Quoted passage
= = = = =

Neighbourhood in Brussels, Belgium

Petite-Espinette (French, /fr/) or Kleine Hut (Dutch, /nl/), is a district of Uccle, a municipality of Brussels, Belgium. Located in the south of Uccle, along the Chaussée de Waterloo/Waterloosesteenweg at the level of the Drève Saint-Hubert/Sint-Hubertusdreef on the border with Sint-Genesius-Rode.

== Toponymy ==
The name has been in use for several centuries and appears on historical maps, such as the Ferraris map from the late 18th century. It is found written both as Petite-Espinette and Petite Espinette. The Dutch name, Kleine Hut ("small hut"), likely refers to a small wooden house with a tiled roof. Conversely, the French-speaking inhabitants of Waterloo and Braine-l'Alleud observed mainly thorny bushes (espinettes) along the route, which influenced the French designation. It remains uncertain which name predates the other, although both have been established for centuries.

== History ==
In the 15th century, there was an inn called Saint-Hubert. It was destroyed in the 18th century following a legal dispute.

= = = = =

Action item
Please continue the text on the Petite-Espinette district from its last sentence.

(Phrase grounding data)
= = = = =

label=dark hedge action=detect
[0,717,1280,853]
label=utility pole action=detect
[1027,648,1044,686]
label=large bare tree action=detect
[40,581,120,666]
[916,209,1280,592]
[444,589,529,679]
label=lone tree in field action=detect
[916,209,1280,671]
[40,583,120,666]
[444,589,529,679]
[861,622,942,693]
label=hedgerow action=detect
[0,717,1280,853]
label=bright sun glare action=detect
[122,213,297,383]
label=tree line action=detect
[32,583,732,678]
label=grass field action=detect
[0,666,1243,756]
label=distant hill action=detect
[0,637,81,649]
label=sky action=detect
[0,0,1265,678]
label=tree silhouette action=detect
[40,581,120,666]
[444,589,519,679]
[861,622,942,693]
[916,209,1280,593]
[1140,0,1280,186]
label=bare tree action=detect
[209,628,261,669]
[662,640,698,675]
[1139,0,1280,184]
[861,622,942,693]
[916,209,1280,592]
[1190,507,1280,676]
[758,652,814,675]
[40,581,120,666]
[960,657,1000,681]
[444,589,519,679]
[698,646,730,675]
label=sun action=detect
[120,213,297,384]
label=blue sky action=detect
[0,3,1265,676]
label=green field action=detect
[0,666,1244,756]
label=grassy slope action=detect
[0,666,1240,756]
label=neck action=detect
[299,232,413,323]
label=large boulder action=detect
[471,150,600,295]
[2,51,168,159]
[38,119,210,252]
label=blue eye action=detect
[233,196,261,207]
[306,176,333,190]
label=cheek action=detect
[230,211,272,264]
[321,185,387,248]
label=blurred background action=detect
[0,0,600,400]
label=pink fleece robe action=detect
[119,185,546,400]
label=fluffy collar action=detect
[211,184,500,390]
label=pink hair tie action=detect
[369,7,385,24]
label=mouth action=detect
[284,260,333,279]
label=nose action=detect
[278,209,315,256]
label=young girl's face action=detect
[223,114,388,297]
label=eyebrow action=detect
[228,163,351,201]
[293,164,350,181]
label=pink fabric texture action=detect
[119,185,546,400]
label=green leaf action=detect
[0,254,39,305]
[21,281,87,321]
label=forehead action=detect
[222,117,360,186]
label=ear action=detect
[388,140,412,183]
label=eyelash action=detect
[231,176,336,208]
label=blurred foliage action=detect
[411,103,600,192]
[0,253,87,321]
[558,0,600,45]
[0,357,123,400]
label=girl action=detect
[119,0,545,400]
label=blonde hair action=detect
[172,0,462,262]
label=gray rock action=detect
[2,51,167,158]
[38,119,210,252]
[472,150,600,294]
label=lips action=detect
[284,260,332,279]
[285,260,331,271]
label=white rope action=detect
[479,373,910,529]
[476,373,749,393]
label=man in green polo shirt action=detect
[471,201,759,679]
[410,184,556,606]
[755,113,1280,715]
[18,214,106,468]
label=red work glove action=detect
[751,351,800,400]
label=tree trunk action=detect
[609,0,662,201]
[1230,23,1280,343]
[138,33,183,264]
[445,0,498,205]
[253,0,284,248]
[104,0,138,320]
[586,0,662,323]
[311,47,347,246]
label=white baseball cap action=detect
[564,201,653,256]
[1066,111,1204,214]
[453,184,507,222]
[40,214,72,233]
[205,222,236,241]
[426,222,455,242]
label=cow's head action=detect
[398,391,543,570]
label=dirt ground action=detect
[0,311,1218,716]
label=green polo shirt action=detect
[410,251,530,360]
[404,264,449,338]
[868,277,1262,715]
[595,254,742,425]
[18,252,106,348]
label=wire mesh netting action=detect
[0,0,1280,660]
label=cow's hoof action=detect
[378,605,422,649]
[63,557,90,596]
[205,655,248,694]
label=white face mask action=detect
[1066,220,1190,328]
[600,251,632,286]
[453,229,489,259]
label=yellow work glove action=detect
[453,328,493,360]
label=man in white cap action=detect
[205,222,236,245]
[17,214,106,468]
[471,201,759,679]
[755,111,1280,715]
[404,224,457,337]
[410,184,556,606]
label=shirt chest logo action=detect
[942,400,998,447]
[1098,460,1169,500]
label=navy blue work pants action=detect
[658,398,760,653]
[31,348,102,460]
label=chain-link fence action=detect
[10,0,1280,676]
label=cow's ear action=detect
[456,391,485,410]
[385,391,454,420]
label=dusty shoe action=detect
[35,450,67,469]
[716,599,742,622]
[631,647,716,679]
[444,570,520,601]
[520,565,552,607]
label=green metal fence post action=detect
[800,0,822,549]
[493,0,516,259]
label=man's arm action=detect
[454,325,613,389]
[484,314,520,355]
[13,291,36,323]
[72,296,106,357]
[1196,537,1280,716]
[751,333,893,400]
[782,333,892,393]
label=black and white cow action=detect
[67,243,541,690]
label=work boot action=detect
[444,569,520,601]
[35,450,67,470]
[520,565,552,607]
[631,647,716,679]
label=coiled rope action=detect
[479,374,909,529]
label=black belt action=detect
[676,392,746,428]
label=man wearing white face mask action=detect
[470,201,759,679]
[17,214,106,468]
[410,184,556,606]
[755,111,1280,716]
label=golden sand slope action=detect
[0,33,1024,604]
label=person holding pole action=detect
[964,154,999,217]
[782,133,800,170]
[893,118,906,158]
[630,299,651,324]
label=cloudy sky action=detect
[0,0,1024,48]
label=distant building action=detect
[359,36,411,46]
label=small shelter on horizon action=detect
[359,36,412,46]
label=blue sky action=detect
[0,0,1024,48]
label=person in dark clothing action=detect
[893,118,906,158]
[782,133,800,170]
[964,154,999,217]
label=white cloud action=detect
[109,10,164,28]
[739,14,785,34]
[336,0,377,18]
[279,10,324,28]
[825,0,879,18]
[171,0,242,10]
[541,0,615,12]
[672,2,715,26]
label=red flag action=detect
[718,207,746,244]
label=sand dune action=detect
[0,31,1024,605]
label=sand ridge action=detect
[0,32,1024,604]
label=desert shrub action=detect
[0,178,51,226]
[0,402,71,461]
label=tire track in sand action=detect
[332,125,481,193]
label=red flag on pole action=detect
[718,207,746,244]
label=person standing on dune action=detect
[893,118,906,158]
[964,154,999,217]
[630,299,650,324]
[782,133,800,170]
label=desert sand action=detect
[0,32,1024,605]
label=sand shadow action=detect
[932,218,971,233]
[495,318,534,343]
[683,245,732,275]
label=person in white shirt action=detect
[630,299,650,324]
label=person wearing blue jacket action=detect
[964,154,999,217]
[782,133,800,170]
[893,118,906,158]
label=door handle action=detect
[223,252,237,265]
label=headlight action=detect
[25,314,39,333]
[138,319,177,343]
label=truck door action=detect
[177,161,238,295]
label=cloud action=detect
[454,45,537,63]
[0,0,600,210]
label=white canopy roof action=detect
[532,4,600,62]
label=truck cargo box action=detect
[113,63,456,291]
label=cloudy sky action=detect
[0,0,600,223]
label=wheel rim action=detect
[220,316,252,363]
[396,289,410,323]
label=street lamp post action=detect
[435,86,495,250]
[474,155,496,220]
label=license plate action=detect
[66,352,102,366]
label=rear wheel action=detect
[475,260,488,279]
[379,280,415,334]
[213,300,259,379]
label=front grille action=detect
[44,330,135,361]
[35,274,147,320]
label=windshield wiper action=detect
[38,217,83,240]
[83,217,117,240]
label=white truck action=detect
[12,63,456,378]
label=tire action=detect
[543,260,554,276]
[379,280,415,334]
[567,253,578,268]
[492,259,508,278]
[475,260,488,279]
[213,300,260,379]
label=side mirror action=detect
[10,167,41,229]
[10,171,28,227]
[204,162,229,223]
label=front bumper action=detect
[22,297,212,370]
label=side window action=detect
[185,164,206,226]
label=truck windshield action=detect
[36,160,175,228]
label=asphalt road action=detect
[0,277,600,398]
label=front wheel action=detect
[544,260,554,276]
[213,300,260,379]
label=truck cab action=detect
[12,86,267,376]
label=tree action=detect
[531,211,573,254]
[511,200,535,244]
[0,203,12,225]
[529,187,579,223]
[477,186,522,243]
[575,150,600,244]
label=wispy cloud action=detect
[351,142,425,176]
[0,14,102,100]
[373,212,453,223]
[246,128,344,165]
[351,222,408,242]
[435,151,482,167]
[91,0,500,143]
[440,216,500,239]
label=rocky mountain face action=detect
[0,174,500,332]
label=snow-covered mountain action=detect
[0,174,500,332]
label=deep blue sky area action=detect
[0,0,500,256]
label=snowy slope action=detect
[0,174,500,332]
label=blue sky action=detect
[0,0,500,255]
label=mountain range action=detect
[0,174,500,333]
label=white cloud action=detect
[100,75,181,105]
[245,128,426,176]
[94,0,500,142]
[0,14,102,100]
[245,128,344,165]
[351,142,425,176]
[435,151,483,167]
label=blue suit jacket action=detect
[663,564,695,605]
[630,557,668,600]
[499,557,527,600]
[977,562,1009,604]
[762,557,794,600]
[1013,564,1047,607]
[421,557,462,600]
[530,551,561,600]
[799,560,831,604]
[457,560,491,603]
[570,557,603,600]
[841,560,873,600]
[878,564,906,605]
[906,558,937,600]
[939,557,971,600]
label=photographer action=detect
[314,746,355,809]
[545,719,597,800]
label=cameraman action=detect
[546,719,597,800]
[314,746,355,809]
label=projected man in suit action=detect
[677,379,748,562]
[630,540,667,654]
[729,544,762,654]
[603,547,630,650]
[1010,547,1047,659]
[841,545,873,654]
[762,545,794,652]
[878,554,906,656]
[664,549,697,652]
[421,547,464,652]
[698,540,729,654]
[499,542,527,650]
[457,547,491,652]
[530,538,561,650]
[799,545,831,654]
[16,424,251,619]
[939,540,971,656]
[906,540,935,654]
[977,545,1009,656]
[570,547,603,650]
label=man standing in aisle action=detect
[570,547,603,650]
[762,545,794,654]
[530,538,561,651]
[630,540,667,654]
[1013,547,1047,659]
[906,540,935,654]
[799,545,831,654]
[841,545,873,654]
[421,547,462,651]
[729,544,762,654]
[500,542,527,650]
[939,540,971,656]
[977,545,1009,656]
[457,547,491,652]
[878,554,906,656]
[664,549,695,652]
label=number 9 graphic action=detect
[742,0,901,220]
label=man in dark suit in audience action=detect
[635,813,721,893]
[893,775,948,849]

= = = = =

Result
The area also became notable as the terminus of Line W line operated by the National Company of Light Railways. This tram line, inaugurated in 1894, was the SNCV's first electrified route and primarily served to transport city dwellers to the outskirts of the Sonian Forest for leisure purposes. The line was later extended towards Waterloo, Braine-l'Alleud, and Wavre.

As of 2018, Petite-Espinette continues to serve as the name of a bus stop connecting Brussels with Waterloo and Braine-l'Alleud. In contemporary Dutch usage, Kleine Hut also denotes the nearby shopping area situated along the Chaussée de Waterloo, at the border between Uccle and Rhode-Saint-Genèse. This area is renowned for its boutiques and restaurants and is regarded as a prestigious suburban neighbourhood.